• _EXTRAIT DU DOCUMENT_
____________

Le plasma sanguin, le composant liquide du sang, est indispensable pour soigner de nombreuses pathologies. Face à une pénurie croissante et à une dépendance massive aux importations américaines, la France cherche à renforcer le don volontaire sur son territoire. Une question de souveraineté sanitaire.
La France ne veut plus dépendre du sang américain. Sur le territoire français, les dons de plasma, de sang et de plaquettes sont bénévoles, volontaires, anonymes et non rémunérés. Mais le nombre de donneurs reste insuffisant, obligeant le pays à importer 65 % de son plasma des États-Unis.
Or, la demande est de plus en plus importante, car le plasma permet de soigner de nombreuses maladies. Ce liquide jaune, comparé par certains à de l’or, est la partie du sang dans laquelle baignent les cellules, les globules rouges, les plaquettes et les globules blancs. Utilisé sous forme de transfusions ou transformé en médicament, il permet d’apporter des facteurs de coagulation pour soigner l’hémophilie, de l’albumine utilisée en réanimation et pour les grandes brûlures, ou encore des immunoglobulines indispensables pour certaines personnes souffrant de déficits immunitaires congénitaux.
Contrairement à la France, aux États-Unis les donneurs sont rémunérés entre 40 et 100 dollars. Des centres de collectes privé y sont installés, surtout dans les quartiers populaires, aux abords des campus, ou de la frontière mexicaine.
Un business florissant aux États-Unis (...)

____________

• _CONSIGNE_
Pourriez-vous reprendre l'article sur le plasma sanguin après son dernier passage et en rédiger la suite ? Les lignes qui viennent ensuite n'ont aucun rôle ici.

Données d'ancrage d'objets en langage naturel
____________

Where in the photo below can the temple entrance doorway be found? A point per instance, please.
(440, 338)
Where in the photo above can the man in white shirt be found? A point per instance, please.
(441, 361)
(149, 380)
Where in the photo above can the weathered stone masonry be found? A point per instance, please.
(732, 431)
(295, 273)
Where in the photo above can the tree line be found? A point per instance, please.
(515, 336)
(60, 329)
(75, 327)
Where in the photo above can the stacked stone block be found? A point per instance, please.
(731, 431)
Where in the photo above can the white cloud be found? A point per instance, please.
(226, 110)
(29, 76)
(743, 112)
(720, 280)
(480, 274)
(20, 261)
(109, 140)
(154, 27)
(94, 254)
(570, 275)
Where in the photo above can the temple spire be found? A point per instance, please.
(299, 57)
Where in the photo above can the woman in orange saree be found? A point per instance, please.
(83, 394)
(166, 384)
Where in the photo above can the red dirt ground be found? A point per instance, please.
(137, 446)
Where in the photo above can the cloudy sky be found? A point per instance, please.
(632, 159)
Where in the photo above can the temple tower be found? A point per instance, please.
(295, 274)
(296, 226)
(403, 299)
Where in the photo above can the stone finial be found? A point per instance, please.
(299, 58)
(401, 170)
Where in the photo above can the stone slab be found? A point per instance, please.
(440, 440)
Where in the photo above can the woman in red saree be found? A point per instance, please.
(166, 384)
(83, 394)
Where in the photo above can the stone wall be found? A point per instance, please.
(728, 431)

____________

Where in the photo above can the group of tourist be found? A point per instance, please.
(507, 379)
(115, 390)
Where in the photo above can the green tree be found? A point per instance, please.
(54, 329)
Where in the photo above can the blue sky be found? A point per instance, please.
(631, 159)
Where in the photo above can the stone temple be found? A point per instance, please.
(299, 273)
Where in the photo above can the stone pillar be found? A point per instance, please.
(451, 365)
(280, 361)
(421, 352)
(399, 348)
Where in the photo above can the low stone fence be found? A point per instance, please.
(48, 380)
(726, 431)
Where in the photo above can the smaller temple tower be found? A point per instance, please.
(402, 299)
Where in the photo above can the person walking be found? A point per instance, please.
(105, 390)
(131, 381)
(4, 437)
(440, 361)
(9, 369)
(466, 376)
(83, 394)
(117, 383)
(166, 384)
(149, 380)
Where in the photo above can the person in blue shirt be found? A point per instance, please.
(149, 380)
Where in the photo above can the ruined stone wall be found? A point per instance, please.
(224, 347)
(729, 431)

____________

• _RÉPONSE_
Bien que la rémunération des donneurs soit interdite sur le territoire français, le Laboratoire du fractionnement et des biotechnologies (LFB), propriété de l’État français, exploite lui aussi six centres de collecte outre-Atlantique : en Alabama, au Colorado, en Floride, en Caroline du Nord et en Caroline du Sud.
Aux États-Unis, certains donneurs de plasma en ont même fait un métier, puisqu’ils peuvent se faire prélever jusqu’à deux fois par semaine, soit 104 fois par an. En comparaison, en France, le don de plasma ne peut s’effectuer que tous les 15 jours. "On ne connaît pas les conséquences de donner si souvent donc il y a un vrai risque sur la santé du donneur", redoute un responsable de l’Établissement français (EFS) du sang à 20 minutes, qui déplore le recours par défaut au marché américain. (...)
Cette dépendance au plasma expédié depuis des milliers de kilomètres soulève une question de souveraineté sanitaire.
Encourager les dons de plasma
En France, l’EFS, opérateur unique national, assure la collecte des produits sanguins. Le plasma obtenu est ensuite envoyé à LFB. Mais la France ne produit que 30 % des besoins des malades.
La France n’est d’ailleurs pas un cas isolé. L’Organisation mondiale de la santé (OMS) encourage les pays à viser l’autosuffisance, redoutant qu’une éventuelle pénurie américaine ne fragilise l’ensemble de la filière mondiale.
Même si elle importe du plasma de donneurs rémunérés aux États-Unis, la France a fait le choix de maintenir, sur son territoire, un système fondé sur le volontariat pour des raisons éthiques : éviter la marchandisation du corps humain.
Plus contraignant qu’un don de sang, le don de plasma nécessite du matériel spécial, il doit donc se pratiquer dans des "maisons du don" et dure environ une heure. Le prélèvement est réalisé par "aphérèse". Seul le plasma du sang du donneur est extrait. Les globules rouges lui sont restitués. Cette méthode permet de collecter deux à trois fois plus de plasma que lors d’un don de sang.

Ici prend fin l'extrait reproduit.